• Task instructions: In one to three sentences, explain why, according to the article on business process automation below, businesses in sectors such as health care and manufacturing generally invest to support core operations rather than streamline them.

• Extract provided:
===============

Business Process Automation: Freeing the Enterprise from Legacy Systems

The key to getting the most from legacy systems and not being tied down by them may be business automation software.

Businesses have the extraordinarily complex task of continuously improving their service while slashing costs. To succeed, they must execute in an increasingly competitive business environment while rationalizing large investments in technology and infrastructure. In the past, technology investments received less corporate scrutiny. Today, seemingly every investment must be justified with a ROI study.

Businesses are often saddled with archaic systems and applications from past investments – investments that actually compel inefficient business practices rife with repetitive human interaction, delays, errors, and unnecessary cost. What these businesses need is to be liberated from the constraints of their legacy systems so they can design and implement optimized business processes to eliminate costs, improve customer service, and capitalize on new revenue opportunities.

Business process automation software (BPA) is designed to solve this problem. It allows business and technology managers to design and implement new processes to deliver their products and services to customers in a more timely and cost-effective way.

How We Got Here

Much has transpired since the landmark book Reengineering the Corporation by Michael Hammer and James Champy (HarperBusiness, 1994) was first released. The book’s main theme is that businesses must completely rethink the way they execute their fundamental business processes in order to compete in the global economy. Since then, we have witnessed downsizing, rightsizing, outsourcing, a bubble, and a technological revolution. But much still remains undone because businesses lack the tools necessary for effective reengineering.

The opportunity to improve business processes is only heightened in sectors where resources are perennially scarce, such as the small to medium-size business market and the health care and manufacturing industries. Profit margins in these sectors are notoriously thin, so investments are generally made to support core operations, not to streamline them.

===============

• Dataset:

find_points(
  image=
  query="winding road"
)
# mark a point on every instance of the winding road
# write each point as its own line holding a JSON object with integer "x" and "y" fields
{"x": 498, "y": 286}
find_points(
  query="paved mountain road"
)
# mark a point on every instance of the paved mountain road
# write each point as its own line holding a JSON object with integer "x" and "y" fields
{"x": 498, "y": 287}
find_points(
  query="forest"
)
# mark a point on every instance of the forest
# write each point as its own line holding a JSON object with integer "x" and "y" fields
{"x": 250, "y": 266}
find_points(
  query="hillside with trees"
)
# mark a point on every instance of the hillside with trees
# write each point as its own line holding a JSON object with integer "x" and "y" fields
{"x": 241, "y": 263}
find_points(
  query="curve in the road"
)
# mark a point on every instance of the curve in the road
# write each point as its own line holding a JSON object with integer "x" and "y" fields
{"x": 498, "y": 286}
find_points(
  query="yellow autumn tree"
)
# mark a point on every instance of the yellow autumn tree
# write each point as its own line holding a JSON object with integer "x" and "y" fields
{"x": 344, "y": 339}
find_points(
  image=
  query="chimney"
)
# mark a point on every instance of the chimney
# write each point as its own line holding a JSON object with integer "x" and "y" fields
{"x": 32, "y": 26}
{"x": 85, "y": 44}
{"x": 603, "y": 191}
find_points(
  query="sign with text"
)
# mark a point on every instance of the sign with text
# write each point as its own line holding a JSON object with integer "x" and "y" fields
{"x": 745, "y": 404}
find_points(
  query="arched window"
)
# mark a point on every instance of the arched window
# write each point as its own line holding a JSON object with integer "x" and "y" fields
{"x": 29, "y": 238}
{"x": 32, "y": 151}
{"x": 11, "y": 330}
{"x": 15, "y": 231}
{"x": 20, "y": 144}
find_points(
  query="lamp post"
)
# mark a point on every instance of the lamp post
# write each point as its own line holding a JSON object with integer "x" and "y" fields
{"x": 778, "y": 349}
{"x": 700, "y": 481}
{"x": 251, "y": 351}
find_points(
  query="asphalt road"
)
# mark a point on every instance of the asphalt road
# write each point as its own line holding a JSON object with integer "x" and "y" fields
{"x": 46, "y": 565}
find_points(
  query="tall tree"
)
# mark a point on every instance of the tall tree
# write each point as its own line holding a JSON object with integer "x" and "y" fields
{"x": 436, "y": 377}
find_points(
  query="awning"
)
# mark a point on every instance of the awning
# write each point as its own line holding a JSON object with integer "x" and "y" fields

===============

• Written answer: Resources in these sectors are perennially scarce and profit margins are notoriously thin. As a result, investments generally go toward supporting core operations instead of streamlining them.